-- PROVIDED PASSAGE follows --

DIR: Paul Fraser • WRI: Will Collins • PRO: Rebecca O’Flanagan, Robert Walpole • DOP: P.J. Dillon • ED: Emer Reynolds • DES: Mark Geraghty • CAST: Timmy Creed, Paul Courtney, Kate Ashfield, Sarah Greene
My Brothers is the directorial debut feature of established screenwriter Paul Fraser, best known for his collaborations with Shane Meadows. Set in Cork around Halloween 1987, the film focuses on Noel (Timothy Creed), a seventeen year-old whose father (Don Wycherley) is dying from a disease that has left him bedbound and confused. Alongside domestic concerns, Noel has school and a part time delivery job with a bakery to worry about, and he’s becoming increasingly unsatisfied with his lot in life. One day, he borrows his father’s beloved Casio watch, which is soon destroyed in an unfortunate incident involving the school bully and a hurley. Desperate, Noel decides to embark on an epic but secretive trip to Ballybunion (where the watch was initially won in a seaside crane game) in a ‘borrowed’ bread truck to replace his father’s prized possession. Necessity dictates that he brings his two younger brothers Paudie (Paul Courtney) and Scwally (T.J. Griffin) along for the ride, and that inevitably brings complications…
Comparisons are unavoidable: although scripted by first-time writer Will Collins, My Brothers shares many similarities with the filmography of Fraser’s better-known collaborator. A modern period setting. The naturalistic, unpretentious delivery. Social realist leanings and a deep affection for working class families. Youngsters dealing with situations well outside their maturity range. While much of this hits the mark, My Brothers lacks the unique perspective that has allowed the best of Meadows’ films to stand out from the crowd.
The road trip movie at My Brothers’ core is mildly diverting, but rarely feels vital or particularly original. The interactions between the three brothers are handled with care and affection, but they’re neither funny nor dramatic enough to truly leap off the screen. The performances are good – Courtney particularly achieves a lot with a role that could easily have drifted towards stereotyping – but the characters feel somewhat underwritten. Noel particularly comes across as inconsistently realised (although one could argue that’s appropriate for a directionless seventeen year-old), while some of the minor characters are massively underused over the very lean running time. The plot itself is contrived, with few of the complications experienced by the siblings proving particularly surprising or insightful. The road trip structure has regularly been the foundation for great cinema, yet My Brothers struggles to match the humour or pathos of the best the ‘genre’ has to offer.

-- PROVIDED PASSAGE concluded --

• [PROBLEM SET]:
1. In the My Brothers review, where and when is the film set?
2. Which cast members are named in the credits line at the top of the My Brothers review?
3. Pick up the My Brothers review after its final sentence and continue it.
The entries after this come from a separate source and are unrelated to the film review.

-- EXTRACTED MATERIAL follows --

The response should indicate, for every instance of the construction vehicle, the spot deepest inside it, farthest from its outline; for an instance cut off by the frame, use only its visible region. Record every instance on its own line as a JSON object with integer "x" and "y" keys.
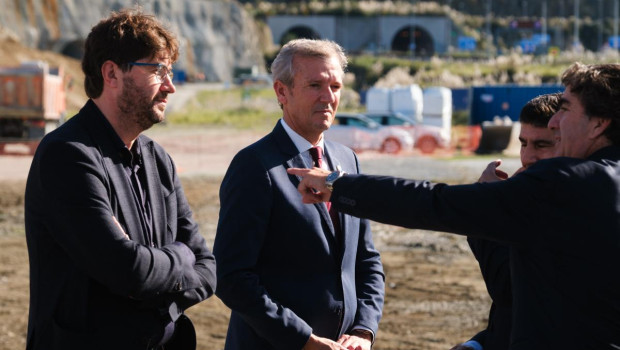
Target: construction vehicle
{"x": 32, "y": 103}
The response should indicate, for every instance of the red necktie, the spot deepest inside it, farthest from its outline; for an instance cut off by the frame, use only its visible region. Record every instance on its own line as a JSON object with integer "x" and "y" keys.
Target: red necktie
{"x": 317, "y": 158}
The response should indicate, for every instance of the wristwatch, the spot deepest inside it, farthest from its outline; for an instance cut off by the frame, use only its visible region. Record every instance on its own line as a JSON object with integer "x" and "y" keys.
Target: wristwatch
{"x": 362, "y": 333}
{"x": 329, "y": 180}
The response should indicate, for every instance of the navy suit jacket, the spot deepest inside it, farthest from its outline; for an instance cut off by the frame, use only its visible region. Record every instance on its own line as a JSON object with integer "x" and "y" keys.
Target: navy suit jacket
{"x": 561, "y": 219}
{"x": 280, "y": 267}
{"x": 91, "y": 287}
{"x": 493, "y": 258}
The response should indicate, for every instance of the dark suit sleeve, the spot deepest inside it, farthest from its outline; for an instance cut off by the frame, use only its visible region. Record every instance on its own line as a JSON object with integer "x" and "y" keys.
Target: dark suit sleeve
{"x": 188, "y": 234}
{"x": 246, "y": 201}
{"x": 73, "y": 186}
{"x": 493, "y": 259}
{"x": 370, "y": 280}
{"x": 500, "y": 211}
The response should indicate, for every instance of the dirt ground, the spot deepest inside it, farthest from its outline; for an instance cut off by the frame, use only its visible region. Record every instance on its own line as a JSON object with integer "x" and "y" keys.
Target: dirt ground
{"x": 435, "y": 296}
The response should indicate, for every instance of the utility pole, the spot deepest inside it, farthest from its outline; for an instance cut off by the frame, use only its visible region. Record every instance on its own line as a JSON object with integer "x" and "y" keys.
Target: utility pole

-- EXTRACTED MATERIAL concluded --
-- EXTRACTED MATERIAL follows --

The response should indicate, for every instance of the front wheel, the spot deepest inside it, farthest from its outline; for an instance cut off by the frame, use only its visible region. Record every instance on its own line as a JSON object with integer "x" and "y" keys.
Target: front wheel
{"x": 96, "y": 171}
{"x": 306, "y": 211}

-- EXTRACTED MATERIAL concluded --
-- EXTRACTED MATERIAL follows --

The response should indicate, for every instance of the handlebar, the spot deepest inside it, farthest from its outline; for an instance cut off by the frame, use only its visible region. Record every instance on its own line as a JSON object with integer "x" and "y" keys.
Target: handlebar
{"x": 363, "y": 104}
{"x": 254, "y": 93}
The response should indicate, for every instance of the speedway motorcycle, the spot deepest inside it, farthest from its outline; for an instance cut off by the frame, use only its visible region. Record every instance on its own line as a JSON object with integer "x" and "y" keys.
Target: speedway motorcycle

-- EXTRACTED MATERIAL concluded --

• [ANSWER SET]:
1. Cork, around Halloween 1987.

2. Timmy Creed, Paul Courtney, Kate Ashfield, Sarah Greene

3.
There are things to like, though. P.J. Dillon – the current star of Irish cinematography – does a great job with sometimes aesthetically limited locations, especially during a very impressive sequence involving sparklers. There’s a very, shall we say, ‘memorable’ performance from Charlie Casanova director Terry McMahon, whose brief appearance provides a genuine sense of threat and darkness. While there are few surprises in the delivery, the final act provides some satisfying character moments and catharsis.
My Brothers isn’t a bad film, but there’s a lack of ambition and character that undermines its moderate successes. Even the 1987 setting suffers through a series of careless anachronisms – it’s unreasonable to expect perfect period detail in a film of this low budget, but obvious cameo appearances from modern Tayto and contemporary arcade games are distracting. My Brothers is accessible and mostly harmless, that’s for sure, and could very well resonate with a wider audience. Indeed, Fraser’s modest ambitions and simple, unshowy delivery may be seen as positives by many viewers. But this one struggles to recommend it as anything other than merely decent.